* BEGIN DATA SECTION *

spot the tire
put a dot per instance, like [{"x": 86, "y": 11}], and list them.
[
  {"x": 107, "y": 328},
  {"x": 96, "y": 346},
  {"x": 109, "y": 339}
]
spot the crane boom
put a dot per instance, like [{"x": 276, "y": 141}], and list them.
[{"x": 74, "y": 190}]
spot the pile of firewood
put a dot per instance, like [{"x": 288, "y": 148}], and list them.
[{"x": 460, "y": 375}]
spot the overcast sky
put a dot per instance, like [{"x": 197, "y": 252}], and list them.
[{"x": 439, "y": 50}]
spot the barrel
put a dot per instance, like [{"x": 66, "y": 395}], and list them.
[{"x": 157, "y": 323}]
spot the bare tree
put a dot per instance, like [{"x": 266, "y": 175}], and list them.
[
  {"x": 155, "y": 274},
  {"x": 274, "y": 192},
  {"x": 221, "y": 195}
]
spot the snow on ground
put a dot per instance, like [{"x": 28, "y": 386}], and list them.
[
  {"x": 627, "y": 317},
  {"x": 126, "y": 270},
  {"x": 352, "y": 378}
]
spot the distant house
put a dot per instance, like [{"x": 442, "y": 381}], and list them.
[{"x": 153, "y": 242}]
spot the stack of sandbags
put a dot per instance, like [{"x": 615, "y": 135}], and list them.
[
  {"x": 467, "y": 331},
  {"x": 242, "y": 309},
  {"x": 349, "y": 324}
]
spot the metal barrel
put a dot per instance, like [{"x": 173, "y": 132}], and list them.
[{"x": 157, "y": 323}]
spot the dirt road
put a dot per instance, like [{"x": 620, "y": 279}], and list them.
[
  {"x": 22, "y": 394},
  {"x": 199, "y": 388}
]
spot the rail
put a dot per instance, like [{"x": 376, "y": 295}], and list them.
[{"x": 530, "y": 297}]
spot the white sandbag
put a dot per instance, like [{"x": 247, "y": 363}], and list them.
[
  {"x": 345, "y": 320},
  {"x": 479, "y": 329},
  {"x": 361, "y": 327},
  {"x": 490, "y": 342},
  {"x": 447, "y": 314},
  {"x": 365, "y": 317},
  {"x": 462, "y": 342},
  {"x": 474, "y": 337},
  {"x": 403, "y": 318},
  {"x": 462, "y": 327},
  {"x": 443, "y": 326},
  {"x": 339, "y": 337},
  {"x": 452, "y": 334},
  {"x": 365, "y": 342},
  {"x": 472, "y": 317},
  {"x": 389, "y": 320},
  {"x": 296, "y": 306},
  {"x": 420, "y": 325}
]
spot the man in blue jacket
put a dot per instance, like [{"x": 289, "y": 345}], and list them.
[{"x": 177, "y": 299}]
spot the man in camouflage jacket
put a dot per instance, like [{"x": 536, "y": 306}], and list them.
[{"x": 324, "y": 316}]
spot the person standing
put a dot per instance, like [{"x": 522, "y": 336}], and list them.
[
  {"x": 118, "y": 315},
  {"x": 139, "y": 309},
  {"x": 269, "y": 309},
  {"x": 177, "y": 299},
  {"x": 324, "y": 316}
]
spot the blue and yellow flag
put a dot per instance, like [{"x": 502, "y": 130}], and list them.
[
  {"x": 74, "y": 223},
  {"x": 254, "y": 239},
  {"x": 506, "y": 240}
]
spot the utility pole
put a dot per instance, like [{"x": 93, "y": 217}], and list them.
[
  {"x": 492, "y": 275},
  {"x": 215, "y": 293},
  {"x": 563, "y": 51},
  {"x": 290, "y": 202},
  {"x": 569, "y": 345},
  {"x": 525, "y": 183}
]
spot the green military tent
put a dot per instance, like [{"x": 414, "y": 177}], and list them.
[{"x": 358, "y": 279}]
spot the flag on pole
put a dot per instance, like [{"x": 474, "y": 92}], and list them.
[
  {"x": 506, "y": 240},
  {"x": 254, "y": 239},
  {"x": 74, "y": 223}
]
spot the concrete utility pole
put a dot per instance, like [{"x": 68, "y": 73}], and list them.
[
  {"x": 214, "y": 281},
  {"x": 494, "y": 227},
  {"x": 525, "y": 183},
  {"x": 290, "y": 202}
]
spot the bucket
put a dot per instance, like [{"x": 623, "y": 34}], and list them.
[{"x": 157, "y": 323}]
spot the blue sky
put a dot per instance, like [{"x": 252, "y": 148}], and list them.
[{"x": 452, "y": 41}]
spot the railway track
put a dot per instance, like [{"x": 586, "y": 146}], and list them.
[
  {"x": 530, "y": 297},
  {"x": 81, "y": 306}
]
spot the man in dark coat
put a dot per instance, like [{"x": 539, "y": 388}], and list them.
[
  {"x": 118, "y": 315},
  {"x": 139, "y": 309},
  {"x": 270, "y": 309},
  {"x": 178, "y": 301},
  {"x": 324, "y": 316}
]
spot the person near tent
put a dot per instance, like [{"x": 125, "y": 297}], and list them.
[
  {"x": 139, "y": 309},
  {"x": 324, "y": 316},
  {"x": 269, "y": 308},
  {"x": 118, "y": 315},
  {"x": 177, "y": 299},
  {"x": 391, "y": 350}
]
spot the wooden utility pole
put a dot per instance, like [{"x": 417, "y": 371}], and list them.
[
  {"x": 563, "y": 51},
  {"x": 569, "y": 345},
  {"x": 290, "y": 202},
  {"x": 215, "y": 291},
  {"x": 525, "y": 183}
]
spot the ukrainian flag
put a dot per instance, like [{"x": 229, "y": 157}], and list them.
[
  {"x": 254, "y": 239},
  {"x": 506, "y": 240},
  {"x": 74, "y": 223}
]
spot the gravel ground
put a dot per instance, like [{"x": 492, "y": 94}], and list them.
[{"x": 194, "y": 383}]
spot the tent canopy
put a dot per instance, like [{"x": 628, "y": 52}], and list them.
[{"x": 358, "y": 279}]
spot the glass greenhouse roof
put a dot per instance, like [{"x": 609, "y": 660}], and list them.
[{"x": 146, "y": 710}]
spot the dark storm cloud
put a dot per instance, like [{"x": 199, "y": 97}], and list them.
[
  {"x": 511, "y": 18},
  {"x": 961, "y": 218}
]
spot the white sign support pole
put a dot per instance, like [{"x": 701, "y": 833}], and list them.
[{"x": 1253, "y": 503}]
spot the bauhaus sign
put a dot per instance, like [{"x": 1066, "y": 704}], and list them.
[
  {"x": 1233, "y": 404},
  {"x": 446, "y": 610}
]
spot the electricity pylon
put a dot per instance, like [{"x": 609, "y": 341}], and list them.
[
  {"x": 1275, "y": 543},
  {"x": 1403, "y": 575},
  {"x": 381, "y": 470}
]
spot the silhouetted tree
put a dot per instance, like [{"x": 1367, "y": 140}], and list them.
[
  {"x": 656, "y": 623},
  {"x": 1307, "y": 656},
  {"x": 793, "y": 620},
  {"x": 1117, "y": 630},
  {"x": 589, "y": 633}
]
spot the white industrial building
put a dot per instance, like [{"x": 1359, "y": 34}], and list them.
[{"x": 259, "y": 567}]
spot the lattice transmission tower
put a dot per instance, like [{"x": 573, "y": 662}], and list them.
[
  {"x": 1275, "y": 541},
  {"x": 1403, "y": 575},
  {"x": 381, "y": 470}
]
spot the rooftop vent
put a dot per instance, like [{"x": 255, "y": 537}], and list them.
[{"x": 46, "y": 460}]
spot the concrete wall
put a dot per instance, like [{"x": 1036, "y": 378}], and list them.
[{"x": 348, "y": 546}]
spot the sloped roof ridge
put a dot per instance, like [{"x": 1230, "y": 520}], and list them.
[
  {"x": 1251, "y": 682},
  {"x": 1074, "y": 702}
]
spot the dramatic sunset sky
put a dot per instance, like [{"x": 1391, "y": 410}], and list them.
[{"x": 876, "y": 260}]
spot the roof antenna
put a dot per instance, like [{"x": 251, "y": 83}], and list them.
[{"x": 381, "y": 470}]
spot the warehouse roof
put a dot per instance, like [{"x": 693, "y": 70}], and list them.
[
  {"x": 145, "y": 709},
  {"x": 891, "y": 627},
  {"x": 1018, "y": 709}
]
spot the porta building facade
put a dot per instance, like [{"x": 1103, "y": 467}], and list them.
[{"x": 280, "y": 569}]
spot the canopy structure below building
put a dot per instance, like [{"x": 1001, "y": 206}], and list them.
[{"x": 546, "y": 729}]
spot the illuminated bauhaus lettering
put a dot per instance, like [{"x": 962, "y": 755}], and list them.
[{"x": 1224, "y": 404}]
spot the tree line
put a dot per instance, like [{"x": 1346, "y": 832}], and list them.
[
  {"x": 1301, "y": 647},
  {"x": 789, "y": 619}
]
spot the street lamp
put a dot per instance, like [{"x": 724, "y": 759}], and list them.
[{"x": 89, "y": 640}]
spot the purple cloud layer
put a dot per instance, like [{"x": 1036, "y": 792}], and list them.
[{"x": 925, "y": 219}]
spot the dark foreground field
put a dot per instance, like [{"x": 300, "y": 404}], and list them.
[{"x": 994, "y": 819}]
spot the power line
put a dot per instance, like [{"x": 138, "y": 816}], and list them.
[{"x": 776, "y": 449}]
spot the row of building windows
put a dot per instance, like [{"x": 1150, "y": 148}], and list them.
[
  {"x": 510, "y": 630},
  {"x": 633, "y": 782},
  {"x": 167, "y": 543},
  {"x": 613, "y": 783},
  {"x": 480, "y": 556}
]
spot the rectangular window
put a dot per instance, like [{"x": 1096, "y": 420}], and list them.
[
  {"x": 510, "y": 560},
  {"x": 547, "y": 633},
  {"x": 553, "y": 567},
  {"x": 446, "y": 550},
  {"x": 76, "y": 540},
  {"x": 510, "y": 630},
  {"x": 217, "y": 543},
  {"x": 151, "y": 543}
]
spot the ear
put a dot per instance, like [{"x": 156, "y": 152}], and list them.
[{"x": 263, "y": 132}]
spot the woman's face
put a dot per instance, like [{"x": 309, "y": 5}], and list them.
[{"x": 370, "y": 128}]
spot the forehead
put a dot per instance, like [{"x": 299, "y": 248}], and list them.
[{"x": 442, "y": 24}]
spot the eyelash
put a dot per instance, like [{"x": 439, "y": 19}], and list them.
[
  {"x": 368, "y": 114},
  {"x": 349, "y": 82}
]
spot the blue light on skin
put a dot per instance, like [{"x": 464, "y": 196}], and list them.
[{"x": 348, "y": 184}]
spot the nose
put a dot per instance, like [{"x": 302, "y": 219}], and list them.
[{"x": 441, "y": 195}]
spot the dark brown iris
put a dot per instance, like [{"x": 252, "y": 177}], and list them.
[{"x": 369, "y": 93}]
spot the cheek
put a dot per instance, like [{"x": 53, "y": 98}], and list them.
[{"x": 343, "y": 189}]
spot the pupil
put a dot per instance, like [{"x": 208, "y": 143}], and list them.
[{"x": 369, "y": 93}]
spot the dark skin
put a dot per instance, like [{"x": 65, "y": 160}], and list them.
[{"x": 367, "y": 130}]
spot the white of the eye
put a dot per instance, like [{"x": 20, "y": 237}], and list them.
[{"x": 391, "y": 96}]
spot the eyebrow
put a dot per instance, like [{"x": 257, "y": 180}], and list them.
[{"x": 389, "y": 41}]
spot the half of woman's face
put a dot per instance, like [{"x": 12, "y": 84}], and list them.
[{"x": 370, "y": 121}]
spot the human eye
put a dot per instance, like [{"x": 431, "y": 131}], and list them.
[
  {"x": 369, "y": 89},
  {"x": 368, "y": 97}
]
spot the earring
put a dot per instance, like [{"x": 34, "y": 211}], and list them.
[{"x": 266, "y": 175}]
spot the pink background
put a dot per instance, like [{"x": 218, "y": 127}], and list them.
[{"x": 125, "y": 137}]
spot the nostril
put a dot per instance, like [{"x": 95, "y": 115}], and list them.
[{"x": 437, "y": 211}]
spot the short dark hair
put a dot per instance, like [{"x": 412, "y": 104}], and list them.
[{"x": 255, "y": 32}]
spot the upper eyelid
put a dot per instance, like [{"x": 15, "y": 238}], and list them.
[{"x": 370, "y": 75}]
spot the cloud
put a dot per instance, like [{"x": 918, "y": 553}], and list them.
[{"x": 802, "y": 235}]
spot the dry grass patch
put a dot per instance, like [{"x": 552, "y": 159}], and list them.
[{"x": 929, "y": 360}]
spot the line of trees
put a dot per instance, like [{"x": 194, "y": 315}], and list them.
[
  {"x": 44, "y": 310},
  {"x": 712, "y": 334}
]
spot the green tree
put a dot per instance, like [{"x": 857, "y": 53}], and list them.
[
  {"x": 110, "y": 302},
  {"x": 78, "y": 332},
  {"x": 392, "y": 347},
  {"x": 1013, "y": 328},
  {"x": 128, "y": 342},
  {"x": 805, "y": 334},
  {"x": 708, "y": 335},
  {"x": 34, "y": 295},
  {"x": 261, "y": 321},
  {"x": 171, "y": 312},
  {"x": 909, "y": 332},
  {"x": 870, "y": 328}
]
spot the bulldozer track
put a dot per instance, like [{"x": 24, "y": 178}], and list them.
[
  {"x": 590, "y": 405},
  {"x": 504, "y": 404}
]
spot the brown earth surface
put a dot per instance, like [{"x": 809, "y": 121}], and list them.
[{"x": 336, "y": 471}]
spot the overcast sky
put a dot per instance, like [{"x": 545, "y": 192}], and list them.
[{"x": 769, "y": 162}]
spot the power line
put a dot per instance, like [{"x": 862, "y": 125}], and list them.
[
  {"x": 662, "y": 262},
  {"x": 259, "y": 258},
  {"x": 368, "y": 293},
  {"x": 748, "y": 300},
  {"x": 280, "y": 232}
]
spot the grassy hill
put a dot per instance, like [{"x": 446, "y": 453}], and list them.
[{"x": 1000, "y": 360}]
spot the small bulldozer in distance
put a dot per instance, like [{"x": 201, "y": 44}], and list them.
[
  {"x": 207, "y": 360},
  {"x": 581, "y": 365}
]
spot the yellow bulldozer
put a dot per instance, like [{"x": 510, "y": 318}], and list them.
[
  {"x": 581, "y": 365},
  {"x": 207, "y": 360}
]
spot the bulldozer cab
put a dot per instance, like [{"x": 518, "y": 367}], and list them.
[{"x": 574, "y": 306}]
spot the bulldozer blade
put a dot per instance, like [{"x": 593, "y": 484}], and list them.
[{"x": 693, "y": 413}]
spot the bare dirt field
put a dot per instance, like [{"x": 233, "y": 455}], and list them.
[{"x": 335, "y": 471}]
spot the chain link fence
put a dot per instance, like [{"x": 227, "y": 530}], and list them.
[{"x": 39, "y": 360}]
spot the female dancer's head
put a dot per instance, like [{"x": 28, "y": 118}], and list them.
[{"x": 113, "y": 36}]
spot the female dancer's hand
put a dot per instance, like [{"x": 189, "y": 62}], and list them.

* END DATA SECTION *

■ **WHAT THE TASK ASKS**: Output the line containing "spot the bulldozer track" and all lines after it to the end of the records, exactly as given.

■ **THE RESULT**:
spot the bulldozer track
put a dot per instance, like [{"x": 24, "y": 178}], and list them.
[
  {"x": 590, "y": 405},
  {"x": 504, "y": 404}
]
spot the brown earth surface
put a dot per instance, like [{"x": 809, "y": 121}], and list them.
[{"x": 336, "y": 471}]
spot the overcast sky
put a dot per instance, like [{"x": 545, "y": 192}], and list them.
[{"x": 769, "y": 162}]
spot the power line
put a dot per instance, like [{"x": 862, "y": 125}], and list them.
[
  {"x": 662, "y": 262},
  {"x": 259, "y": 258},
  {"x": 368, "y": 293},
  {"x": 748, "y": 300},
  {"x": 280, "y": 232}
]
spot the grassy hill
put a dot per instance, like [{"x": 446, "y": 453}], and list them.
[{"x": 1000, "y": 360}]
spot the small bulldozer in distance
put a dot per instance, like [{"x": 201, "y": 44}], and list them.
[
  {"x": 207, "y": 360},
  {"x": 581, "y": 365}
]
spot the yellow bulldozer
put a dot per instance, like [{"x": 510, "y": 318}], and list them.
[
  {"x": 581, "y": 365},
  {"x": 207, "y": 360}
]
spot the bulldozer cab
put a dot per instance, like [{"x": 518, "y": 367}], and list them.
[{"x": 574, "y": 306}]
spot the bulldozer blade
put a dot per instance, like [{"x": 593, "y": 484}], and list them.
[{"x": 693, "y": 413}]
spot the bare dirt field
put a dot per instance, like [{"x": 233, "y": 455}], and list them.
[{"x": 335, "y": 471}]
spot the chain link fence
put a dot per instance, like [{"x": 227, "y": 530}], and list them.
[{"x": 39, "y": 360}]
spot the female dancer's head
put a dot per instance, like [{"x": 28, "y": 118}], and list them.
[{"x": 113, "y": 36}]
spot the female dancer's hand
put a dot per instance, like [{"x": 189, "y": 62}], and list them.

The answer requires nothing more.